Stated problem
Take the line that contains "draw the outline of tall grass" as the first line and the final line of the records as the last; return exactly those lines and the lines between.

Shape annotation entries
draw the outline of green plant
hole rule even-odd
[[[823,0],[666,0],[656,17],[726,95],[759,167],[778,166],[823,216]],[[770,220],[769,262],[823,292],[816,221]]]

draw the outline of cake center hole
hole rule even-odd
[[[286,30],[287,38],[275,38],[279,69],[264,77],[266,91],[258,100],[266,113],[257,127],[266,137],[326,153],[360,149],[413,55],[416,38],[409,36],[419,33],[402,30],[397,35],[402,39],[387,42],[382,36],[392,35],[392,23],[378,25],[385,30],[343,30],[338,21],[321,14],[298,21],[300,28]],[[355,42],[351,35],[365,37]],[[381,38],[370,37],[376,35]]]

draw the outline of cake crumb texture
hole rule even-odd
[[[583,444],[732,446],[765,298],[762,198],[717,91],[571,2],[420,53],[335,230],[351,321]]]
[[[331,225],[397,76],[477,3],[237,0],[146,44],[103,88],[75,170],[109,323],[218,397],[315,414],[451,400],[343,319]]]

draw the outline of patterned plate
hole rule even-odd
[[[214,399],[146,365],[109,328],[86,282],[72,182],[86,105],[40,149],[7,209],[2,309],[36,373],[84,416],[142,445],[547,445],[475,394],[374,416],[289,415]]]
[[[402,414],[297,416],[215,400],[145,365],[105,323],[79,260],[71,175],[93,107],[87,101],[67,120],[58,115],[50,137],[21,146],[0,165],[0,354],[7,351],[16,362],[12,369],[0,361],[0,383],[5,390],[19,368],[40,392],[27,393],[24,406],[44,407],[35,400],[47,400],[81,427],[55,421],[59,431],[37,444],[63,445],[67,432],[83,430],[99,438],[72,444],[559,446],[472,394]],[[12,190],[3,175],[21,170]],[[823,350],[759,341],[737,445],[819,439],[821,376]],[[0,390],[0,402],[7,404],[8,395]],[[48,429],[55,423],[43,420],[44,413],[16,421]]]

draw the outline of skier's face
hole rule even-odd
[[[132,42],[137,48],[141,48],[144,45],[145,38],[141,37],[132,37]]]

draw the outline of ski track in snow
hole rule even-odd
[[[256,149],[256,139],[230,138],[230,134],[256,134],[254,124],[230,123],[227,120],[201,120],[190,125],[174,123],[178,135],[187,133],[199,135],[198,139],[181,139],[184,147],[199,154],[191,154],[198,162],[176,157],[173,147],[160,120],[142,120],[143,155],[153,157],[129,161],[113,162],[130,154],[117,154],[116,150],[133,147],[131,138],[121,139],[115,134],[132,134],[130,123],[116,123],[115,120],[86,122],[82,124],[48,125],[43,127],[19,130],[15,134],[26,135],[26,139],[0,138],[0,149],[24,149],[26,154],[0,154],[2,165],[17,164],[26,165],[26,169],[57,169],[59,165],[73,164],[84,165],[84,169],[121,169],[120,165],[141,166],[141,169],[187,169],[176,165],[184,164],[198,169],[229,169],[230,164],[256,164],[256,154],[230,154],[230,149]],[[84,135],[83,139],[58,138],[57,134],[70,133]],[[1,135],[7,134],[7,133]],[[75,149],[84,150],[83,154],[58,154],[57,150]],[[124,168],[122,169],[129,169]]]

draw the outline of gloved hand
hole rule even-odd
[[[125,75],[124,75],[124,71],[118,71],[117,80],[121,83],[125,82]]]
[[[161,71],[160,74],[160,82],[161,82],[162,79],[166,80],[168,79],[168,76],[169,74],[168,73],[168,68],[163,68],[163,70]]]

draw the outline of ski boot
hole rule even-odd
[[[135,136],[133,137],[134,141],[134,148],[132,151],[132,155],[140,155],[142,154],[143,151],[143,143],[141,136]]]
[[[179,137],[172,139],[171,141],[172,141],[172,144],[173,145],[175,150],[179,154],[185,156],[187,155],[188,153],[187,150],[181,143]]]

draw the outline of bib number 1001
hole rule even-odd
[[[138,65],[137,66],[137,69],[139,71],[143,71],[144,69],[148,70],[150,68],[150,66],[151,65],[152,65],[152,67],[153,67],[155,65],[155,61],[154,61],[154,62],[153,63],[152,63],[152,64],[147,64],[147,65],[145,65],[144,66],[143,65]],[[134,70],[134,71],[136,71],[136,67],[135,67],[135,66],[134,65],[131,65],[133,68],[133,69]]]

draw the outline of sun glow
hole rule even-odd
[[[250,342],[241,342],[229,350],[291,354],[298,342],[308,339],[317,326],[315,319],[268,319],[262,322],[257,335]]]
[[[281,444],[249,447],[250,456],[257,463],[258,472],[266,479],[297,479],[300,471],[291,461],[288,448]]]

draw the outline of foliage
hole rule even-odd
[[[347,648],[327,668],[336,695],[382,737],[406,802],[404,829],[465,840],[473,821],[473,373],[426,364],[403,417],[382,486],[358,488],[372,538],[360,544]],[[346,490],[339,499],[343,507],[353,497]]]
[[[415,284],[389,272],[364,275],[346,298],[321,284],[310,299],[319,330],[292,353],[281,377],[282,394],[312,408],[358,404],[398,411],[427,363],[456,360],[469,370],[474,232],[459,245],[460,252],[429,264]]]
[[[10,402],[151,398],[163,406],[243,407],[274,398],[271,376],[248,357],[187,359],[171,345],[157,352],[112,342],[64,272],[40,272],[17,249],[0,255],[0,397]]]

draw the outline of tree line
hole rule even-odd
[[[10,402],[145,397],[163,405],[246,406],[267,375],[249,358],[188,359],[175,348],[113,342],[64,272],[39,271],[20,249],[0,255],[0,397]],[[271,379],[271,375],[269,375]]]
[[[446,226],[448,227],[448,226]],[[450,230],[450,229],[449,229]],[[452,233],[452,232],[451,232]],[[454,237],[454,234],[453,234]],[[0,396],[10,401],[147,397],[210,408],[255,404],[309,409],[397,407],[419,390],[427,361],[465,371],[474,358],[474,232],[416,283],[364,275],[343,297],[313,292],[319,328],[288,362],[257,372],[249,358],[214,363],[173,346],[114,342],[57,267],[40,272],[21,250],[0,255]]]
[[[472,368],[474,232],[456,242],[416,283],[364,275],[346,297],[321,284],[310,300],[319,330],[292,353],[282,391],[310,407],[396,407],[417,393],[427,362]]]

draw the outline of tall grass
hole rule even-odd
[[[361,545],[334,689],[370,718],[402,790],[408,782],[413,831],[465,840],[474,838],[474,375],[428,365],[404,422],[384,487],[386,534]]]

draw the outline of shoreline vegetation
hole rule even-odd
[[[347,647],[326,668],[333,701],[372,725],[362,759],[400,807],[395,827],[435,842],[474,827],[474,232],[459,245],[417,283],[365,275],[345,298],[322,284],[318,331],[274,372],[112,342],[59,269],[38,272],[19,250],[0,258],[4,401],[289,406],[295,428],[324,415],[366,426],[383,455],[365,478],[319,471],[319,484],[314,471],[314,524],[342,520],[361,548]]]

Result of the task
draw the outline of tall grass
hole rule even-odd
[[[361,545],[334,689],[370,718],[402,790],[408,782],[413,831],[465,840],[474,838],[474,375],[428,365],[404,422],[384,487],[386,534]]]

draw the outline of shoreline vegetation
hole rule even-odd
[[[347,647],[326,668],[333,701],[372,725],[362,759],[400,807],[395,827],[435,842],[474,827],[474,232],[459,245],[417,283],[365,275],[345,298],[322,284],[318,331],[274,372],[112,342],[59,269],[38,272],[19,250],[0,258],[4,401],[289,406],[295,428],[324,415],[366,426],[383,455],[365,478],[319,471],[319,484],[314,471],[314,524],[342,520],[361,548]]]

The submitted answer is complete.